Goal of the exercise ::
Which lines in the data below contain the word "cloud"? Extract each of those lines in full, matching letter case exactly.

Data for the task ::
☆ ☆ ☆ ☆ ☆ ☆ ☆

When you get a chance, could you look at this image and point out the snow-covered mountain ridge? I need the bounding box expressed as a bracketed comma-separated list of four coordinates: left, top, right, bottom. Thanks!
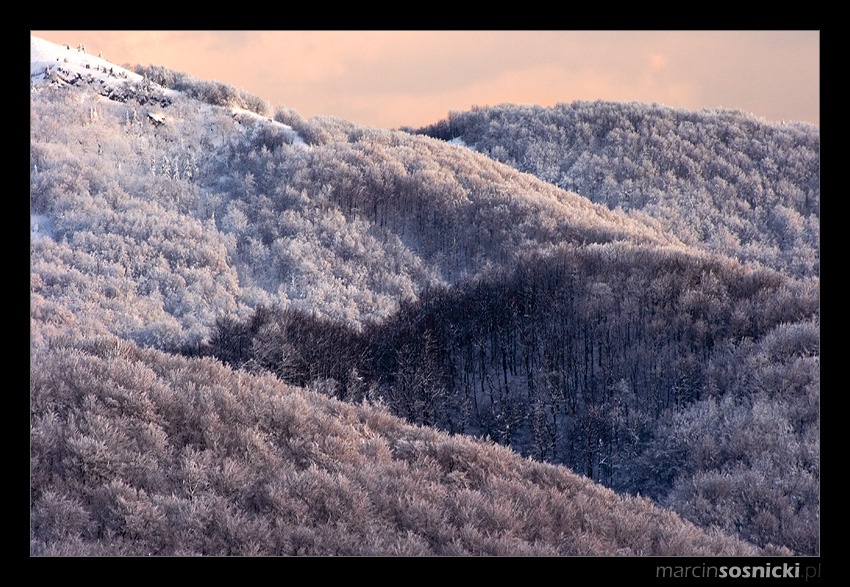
[30, 34, 819, 553]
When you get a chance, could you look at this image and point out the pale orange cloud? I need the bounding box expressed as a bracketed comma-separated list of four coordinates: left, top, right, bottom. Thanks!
[33, 31, 820, 128]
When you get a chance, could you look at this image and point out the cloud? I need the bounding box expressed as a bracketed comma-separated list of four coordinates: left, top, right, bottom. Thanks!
[33, 30, 819, 127]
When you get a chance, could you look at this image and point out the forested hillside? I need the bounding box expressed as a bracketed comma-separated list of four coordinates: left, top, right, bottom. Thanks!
[30, 39, 820, 554]
[416, 101, 820, 276]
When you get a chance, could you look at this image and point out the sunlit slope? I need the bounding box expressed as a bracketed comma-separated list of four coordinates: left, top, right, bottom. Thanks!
[30, 328, 768, 556]
[419, 100, 820, 277]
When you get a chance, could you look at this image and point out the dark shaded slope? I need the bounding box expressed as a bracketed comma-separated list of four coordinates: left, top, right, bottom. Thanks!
[30, 324, 758, 556]
[197, 244, 819, 554]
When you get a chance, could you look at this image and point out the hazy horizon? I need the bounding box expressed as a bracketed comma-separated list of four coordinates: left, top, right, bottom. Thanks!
[31, 30, 820, 128]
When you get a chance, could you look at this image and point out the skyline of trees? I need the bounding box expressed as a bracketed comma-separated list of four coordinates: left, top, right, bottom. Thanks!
[30, 63, 819, 553]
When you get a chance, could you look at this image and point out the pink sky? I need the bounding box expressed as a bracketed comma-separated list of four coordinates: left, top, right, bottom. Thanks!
[31, 30, 820, 128]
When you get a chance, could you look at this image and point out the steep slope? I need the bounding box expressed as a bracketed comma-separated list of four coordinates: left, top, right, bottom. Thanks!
[30, 34, 819, 554]
[30, 325, 759, 556]
[30, 34, 688, 348]
[417, 101, 820, 277]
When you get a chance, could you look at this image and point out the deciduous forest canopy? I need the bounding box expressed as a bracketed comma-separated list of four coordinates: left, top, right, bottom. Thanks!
[30, 38, 820, 555]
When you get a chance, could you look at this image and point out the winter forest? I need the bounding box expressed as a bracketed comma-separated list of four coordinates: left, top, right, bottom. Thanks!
[30, 38, 820, 556]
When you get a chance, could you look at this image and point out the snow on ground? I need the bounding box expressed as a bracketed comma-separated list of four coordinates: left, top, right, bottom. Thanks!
[230, 108, 308, 149]
[30, 35, 142, 83]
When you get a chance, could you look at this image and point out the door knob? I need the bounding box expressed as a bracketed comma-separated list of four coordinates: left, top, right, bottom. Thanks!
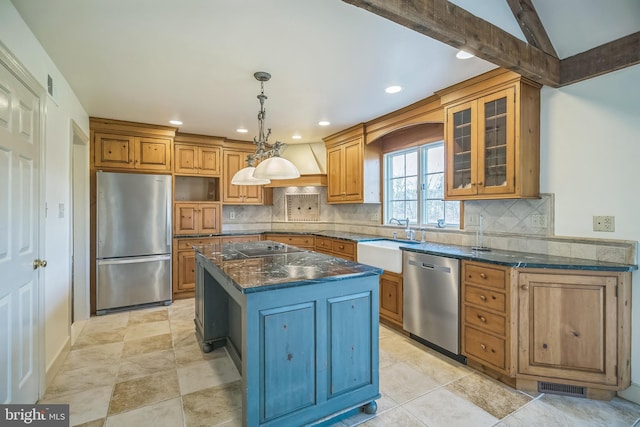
[33, 259, 47, 270]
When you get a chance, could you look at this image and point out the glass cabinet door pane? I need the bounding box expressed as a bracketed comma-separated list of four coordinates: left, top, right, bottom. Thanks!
[483, 97, 507, 187]
[453, 108, 471, 188]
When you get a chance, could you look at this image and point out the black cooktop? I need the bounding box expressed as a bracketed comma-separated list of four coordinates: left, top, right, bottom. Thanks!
[238, 245, 302, 258]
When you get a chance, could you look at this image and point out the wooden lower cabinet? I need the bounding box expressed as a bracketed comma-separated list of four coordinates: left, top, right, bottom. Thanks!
[460, 261, 517, 378]
[173, 237, 220, 299]
[380, 271, 402, 328]
[518, 270, 631, 390]
[264, 233, 316, 251]
[220, 234, 262, 243]
[462, 261, 631, 398]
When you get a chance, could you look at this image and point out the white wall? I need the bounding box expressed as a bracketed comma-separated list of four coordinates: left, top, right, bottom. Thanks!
[540, 65, 640, 402]
[0, 0, 89, 380]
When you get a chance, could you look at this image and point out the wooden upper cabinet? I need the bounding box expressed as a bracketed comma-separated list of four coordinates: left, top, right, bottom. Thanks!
[173, 134, 222, 176]
[173, 202, 222, 235]
[90, 118, 175, 172]
[222, 144, 273, 205]
[95, 133, 135, 169]
[324, 125, 381, 203]
[440, 70, 540, 200]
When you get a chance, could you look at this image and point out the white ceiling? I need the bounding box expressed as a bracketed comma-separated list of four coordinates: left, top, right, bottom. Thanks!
[12, 0, 640, 143]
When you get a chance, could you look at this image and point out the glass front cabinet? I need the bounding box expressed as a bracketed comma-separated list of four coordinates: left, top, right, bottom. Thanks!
[443, 72, 540, 200]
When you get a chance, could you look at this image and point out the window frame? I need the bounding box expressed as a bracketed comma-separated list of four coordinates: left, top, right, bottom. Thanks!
[382, 140, 461, 229]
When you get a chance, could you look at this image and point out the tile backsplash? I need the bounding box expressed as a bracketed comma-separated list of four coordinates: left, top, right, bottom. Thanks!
[222, 187, 638, 264]
[464, 194, 554, 236]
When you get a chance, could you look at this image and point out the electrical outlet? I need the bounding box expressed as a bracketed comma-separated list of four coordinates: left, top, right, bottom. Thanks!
[593, 216, 616, 232]
[531, 214, 547, 228]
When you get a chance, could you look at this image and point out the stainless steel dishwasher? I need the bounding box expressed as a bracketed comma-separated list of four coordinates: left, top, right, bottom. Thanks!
[402, 251, 466, 362]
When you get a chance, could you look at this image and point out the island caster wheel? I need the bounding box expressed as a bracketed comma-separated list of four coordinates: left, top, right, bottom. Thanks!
[362, 400, 378, 415]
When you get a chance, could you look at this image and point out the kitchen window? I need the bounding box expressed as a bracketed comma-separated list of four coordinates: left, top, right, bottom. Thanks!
[384, 141, 460, 227]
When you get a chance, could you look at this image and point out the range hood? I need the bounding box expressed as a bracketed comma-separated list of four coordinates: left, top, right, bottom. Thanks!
[265, 142, 327, 187]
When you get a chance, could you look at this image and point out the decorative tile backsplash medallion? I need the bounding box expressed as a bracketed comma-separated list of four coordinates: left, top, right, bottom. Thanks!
[464, 194, 554, 236]
[285, 193, 320, 222]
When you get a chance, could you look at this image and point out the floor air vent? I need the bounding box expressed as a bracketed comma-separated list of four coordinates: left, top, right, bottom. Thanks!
[538, 381, 587, 397]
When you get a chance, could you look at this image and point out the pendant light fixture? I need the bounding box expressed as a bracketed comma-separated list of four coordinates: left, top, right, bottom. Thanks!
[231, 71, 300, 185]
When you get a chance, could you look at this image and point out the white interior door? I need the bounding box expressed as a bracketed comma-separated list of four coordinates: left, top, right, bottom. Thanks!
[0, 52, 42, 403]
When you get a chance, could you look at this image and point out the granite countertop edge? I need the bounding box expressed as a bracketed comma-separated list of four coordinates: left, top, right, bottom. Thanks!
[194, 241, 384, 294]
[176, 230, 638, 272]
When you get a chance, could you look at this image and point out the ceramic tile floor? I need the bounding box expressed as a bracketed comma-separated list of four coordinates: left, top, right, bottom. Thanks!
[42, 299, 640, 427]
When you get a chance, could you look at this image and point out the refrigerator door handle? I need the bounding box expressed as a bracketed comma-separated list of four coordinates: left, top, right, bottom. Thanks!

☆ ☆ ☆ ☆ ☆ ☆ ☆

Answer to this task ::
When you get a chance, could you look at this image and point out the pale orange cloud? I need the bounding box expressed as a bracketed comma-separated list of four coordinates: left, top, right, bottom. Thanks!
When you get a chance, could you look at this image and point out the cloud? I need the bounding box expressed as a bracketed comma-separated list of four coordinates: left, top, right, bottom. Thanks!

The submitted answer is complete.